- TEXTE PROPOSÉ -

Énergies renouvelables : penser au nombre de zéros
L’énergie n’est qu’une utilité. Elle ne devrait entraîner ni sentiment, ni rêve ; il s’agit seulement de choisir les moyens les plus efficaces pour se chauffer, cuisiner, se déplacer, « usiner » etc. tout en préservant un environnement agréable. Que ce soit par une voie ou par une autre, cela n’a pas d’importance en soi pour le citoyen.
Pourtant, si l’on regarde les déclarations et prises de position, cette rationalité est souvent absente ; les ordres de grandeur et les disponibilités dans l’espace et dans le temps sont souvent oubliés. On passe de l’expérience pilote au bouleversement de la société en oubliant les étapes qui peuvent être des impasses. On confond objectifs et moyens en s’enthousiasmant sur des idées séduisantes mais irréalistes.
Actuellement, la grande cause est le changement climatique. La sécurité d’approvisionnement n’est plus le souci principal car, avec le pétrole et le gaz de schistes (sans parler des réserves de charbon), les disponibilités pour les énergies actuelles sont suffisantes à vue humaine.

- TRAVAIL DEMANDÉ -
a - D’après le texte sur les énergies renouvelables, quelle est aujourd’hui la grande cause ?
b - Dites si chaque affirmation concorde avec le texte sur les énergies renouvelables, en citant les mots qui tranchent. (i) La sécurité d’approvisionnement reste le souci principal. (ii) L’énergie est présentée comme une simple utilité. (iii) On mélange les objectifs et les moyens.
Les enregistrements forment un ensemble à part, sans lien avec le texte.

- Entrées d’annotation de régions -
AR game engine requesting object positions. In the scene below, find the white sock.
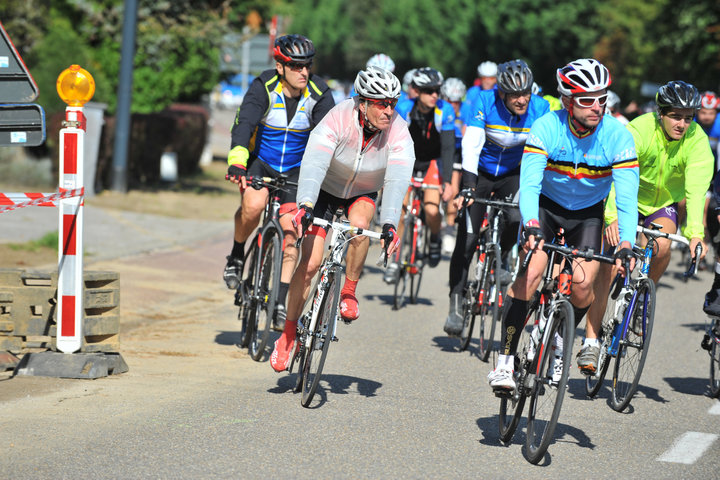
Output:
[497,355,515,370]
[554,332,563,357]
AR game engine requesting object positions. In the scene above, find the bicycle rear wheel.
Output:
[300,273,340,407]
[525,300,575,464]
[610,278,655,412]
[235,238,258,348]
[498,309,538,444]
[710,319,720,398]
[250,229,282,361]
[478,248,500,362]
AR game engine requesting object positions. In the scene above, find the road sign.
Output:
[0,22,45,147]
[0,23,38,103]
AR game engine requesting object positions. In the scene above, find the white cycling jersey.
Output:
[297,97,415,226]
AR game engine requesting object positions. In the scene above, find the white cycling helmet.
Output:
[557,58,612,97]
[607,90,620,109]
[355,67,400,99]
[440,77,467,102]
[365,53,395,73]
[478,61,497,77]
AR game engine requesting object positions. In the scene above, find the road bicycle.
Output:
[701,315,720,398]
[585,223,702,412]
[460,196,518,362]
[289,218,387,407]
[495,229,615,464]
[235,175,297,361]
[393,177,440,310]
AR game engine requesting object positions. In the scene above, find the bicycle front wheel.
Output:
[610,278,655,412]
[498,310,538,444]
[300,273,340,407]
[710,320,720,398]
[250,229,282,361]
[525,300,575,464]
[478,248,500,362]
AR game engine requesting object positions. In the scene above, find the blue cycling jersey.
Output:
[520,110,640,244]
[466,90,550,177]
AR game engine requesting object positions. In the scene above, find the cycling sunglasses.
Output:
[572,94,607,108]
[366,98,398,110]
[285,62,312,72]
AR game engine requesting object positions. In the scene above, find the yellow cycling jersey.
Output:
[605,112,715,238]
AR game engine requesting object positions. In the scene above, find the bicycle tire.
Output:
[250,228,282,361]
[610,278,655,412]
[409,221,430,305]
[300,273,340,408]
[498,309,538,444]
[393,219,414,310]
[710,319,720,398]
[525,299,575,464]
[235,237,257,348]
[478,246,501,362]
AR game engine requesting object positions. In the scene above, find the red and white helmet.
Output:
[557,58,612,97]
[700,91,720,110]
...
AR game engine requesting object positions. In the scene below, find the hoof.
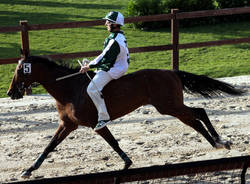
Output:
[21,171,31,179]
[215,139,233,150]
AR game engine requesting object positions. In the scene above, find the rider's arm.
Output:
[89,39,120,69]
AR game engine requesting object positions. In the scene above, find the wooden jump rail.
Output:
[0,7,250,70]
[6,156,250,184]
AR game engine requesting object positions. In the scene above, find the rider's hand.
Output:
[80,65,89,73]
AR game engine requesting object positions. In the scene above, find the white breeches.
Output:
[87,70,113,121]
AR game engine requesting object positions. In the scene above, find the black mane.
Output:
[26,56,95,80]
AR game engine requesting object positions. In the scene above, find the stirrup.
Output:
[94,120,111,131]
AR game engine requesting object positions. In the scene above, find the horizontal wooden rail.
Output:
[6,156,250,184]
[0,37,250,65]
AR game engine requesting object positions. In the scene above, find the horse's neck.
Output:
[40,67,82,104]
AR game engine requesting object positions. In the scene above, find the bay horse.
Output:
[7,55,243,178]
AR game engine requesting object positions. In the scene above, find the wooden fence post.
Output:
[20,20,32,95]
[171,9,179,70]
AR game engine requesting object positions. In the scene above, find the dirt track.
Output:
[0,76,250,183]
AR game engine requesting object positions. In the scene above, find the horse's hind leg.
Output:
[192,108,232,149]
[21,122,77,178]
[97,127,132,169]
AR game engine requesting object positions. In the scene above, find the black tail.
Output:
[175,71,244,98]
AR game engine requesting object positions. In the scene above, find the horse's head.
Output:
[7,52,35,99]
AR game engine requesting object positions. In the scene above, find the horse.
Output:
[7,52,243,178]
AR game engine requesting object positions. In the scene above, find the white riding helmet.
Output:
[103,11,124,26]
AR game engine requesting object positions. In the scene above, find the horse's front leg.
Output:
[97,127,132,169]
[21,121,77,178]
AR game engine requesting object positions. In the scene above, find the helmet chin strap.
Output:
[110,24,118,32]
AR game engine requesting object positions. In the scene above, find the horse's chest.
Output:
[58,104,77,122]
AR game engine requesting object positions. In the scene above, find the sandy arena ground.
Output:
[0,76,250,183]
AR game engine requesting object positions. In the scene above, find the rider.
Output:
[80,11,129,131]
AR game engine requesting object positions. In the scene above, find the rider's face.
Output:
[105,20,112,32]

- CORRIGÉS -
a - Le changement climatique.

b -
(i) Non : « La sécurité d’approvisionnement n’est plus le souci principal »
(ii) Oui : « L’énergie n’est qu’une utilité. »
(iii) Oui : « On confond objectifs et moyens »